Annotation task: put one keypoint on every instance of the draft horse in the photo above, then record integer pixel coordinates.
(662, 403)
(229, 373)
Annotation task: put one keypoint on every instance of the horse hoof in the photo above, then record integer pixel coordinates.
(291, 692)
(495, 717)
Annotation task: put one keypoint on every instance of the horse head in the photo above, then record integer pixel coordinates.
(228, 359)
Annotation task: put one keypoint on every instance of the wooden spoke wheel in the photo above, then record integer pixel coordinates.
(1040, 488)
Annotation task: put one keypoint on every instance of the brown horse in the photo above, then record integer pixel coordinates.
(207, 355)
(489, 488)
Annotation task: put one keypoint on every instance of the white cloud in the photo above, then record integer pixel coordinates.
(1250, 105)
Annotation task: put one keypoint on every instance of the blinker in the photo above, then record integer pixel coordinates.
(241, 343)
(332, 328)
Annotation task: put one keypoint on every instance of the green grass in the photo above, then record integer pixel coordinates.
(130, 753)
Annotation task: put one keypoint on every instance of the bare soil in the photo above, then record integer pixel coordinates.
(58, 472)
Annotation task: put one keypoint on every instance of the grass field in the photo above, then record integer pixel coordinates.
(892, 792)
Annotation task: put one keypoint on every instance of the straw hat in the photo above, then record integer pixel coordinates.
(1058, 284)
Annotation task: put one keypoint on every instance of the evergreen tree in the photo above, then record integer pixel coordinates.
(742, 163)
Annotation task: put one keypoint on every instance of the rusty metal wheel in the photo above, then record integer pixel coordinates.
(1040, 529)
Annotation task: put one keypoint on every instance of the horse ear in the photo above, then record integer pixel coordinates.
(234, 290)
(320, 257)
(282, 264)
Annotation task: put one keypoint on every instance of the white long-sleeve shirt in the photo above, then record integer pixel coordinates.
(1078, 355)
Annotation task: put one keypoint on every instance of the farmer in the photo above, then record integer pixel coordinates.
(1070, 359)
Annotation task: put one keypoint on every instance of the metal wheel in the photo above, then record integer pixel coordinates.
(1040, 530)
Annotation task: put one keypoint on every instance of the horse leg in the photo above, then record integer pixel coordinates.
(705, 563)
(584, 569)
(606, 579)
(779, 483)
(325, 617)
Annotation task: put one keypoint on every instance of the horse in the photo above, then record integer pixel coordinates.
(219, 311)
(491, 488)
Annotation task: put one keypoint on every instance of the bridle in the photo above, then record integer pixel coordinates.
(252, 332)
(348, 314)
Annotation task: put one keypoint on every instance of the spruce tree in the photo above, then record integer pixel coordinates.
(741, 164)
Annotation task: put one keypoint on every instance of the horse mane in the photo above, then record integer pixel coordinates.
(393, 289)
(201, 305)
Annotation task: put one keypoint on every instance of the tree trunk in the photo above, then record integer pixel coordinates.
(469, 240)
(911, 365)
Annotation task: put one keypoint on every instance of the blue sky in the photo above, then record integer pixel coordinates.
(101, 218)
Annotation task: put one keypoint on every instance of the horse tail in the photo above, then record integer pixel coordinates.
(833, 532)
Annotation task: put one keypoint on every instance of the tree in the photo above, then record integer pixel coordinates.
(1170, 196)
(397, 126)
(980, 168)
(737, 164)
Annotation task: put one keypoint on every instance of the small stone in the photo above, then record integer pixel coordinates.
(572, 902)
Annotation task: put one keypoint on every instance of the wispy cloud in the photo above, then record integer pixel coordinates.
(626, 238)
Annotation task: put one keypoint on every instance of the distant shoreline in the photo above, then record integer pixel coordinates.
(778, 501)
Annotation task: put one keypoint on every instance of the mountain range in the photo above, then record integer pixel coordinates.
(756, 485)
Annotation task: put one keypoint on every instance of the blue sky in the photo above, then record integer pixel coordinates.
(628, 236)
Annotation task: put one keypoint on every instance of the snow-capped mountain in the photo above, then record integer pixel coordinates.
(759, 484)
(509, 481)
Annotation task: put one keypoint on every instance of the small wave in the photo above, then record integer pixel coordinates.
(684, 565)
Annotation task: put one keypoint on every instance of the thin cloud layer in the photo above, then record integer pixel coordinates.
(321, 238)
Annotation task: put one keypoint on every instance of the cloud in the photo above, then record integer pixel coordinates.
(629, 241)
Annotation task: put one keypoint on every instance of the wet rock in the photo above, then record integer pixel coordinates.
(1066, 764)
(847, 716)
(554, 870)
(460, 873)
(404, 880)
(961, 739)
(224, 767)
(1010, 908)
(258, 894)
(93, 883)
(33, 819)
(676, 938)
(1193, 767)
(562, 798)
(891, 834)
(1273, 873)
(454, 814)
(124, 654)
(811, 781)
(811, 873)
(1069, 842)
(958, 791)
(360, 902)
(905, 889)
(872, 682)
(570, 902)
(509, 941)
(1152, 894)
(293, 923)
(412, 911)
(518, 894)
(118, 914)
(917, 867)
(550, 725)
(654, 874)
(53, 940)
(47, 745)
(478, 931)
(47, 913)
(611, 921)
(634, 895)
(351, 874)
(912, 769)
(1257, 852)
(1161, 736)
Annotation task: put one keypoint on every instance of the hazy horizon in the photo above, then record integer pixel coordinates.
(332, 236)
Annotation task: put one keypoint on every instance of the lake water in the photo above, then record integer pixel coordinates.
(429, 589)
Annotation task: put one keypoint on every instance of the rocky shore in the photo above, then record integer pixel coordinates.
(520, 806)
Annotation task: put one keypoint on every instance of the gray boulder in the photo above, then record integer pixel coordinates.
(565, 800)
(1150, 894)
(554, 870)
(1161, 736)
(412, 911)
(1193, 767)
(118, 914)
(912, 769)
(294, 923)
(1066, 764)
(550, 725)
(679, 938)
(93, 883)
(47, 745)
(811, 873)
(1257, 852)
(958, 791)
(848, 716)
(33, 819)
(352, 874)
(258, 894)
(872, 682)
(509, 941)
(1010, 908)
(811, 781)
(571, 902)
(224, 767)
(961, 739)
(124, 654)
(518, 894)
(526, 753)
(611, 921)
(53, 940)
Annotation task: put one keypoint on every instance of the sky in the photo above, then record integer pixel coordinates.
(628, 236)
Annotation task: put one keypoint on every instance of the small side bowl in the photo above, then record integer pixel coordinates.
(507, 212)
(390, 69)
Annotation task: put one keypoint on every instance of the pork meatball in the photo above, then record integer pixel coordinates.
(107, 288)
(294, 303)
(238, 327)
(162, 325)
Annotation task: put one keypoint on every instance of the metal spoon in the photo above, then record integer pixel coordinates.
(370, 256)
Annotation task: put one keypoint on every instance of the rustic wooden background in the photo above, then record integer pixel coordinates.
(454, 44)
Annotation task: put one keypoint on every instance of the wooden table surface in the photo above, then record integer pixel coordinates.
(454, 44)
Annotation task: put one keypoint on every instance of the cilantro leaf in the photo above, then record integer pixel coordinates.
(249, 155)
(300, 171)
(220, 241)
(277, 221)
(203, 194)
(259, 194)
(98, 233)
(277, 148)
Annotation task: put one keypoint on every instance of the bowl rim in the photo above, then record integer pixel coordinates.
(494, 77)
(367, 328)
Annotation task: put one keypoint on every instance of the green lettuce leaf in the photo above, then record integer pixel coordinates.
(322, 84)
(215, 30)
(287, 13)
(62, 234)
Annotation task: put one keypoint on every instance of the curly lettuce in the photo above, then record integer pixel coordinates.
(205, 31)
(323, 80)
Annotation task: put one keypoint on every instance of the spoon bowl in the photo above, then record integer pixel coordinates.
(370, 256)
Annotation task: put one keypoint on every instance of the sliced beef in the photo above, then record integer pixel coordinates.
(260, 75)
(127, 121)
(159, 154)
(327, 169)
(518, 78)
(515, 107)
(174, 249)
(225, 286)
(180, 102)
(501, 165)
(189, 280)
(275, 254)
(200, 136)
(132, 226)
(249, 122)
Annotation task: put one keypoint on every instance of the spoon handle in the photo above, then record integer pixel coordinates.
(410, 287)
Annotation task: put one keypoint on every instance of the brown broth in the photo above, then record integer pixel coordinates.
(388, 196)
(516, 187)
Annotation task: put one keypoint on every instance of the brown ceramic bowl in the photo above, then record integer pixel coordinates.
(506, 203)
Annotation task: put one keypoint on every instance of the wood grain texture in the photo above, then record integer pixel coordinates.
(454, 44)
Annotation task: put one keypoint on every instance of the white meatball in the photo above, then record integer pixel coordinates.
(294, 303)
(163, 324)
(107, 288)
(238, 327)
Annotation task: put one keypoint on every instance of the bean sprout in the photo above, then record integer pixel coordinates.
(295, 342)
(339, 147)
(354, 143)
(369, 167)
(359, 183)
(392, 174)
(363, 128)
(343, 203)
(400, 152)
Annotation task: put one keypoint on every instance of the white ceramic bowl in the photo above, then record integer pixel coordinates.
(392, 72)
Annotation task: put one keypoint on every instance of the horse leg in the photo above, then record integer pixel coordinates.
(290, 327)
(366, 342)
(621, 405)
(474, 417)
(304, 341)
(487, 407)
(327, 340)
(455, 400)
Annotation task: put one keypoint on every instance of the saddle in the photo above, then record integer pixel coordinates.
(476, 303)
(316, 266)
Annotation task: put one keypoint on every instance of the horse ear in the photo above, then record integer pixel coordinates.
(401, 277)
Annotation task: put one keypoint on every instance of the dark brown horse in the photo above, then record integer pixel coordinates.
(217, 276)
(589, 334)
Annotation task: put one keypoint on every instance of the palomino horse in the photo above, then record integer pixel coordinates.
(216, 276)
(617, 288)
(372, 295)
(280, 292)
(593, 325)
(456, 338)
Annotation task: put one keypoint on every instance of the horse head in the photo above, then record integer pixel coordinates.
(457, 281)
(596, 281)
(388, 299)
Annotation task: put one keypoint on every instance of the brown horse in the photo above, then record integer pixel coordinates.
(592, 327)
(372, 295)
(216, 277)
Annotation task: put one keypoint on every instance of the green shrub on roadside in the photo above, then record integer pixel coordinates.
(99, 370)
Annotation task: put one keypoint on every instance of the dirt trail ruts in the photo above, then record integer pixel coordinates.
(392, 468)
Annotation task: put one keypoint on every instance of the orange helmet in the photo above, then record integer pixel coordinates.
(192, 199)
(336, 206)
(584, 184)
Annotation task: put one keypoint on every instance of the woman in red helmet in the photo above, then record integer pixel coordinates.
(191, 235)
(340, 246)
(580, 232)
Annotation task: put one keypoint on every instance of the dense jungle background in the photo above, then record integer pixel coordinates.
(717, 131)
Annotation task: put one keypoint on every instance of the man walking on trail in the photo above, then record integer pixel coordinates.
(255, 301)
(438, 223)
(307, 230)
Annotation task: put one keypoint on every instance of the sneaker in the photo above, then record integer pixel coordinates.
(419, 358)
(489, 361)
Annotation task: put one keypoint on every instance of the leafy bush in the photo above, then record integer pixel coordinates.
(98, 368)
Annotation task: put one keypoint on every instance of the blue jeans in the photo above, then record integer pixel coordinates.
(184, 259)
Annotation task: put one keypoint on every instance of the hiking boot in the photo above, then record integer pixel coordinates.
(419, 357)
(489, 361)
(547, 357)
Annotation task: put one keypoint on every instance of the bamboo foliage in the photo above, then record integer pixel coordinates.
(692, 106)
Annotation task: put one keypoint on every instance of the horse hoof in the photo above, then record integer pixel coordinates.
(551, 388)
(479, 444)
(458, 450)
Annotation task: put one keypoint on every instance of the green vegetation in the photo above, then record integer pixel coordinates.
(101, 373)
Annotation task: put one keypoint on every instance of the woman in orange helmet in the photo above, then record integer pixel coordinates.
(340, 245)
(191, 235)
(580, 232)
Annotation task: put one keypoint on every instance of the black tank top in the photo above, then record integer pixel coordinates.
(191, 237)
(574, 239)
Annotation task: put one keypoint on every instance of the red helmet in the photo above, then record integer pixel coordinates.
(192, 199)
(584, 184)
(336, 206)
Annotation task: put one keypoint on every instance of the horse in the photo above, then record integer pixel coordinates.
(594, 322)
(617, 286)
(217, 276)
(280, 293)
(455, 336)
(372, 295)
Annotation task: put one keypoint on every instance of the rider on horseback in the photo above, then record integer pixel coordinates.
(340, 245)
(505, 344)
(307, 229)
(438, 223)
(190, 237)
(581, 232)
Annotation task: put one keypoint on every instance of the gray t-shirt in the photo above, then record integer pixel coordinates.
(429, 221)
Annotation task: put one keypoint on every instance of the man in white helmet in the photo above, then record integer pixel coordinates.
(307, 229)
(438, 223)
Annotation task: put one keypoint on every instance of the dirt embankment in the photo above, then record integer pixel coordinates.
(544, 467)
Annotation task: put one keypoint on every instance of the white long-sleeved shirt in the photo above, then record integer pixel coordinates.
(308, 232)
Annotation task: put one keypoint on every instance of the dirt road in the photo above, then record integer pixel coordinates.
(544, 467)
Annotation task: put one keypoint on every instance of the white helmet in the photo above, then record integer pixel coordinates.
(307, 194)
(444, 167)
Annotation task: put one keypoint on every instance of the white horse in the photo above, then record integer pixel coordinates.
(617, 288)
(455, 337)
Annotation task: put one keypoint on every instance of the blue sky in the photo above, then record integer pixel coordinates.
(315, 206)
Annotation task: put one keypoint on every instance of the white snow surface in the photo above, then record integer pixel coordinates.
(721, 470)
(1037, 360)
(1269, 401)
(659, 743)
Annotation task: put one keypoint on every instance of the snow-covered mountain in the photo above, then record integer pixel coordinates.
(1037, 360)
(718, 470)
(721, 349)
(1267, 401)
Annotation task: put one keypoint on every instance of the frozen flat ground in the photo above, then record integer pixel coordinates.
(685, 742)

********************

• Your objective
Give again, word for word, every line from the one holding "of the snow-covered" to the end of the data.

• Exercise answer
Annotation task: put one keypoint on every instance of the snow-covered mountain in the photo above, then record integer pixel coordinates.
(1037, 360)
(718, 470)
(721, 349)
(1267, 401)
Annotation task: put one keypoint on every instance of the frozen flat ground in the photo above, then record integer pixel coordinates.
(685, 742)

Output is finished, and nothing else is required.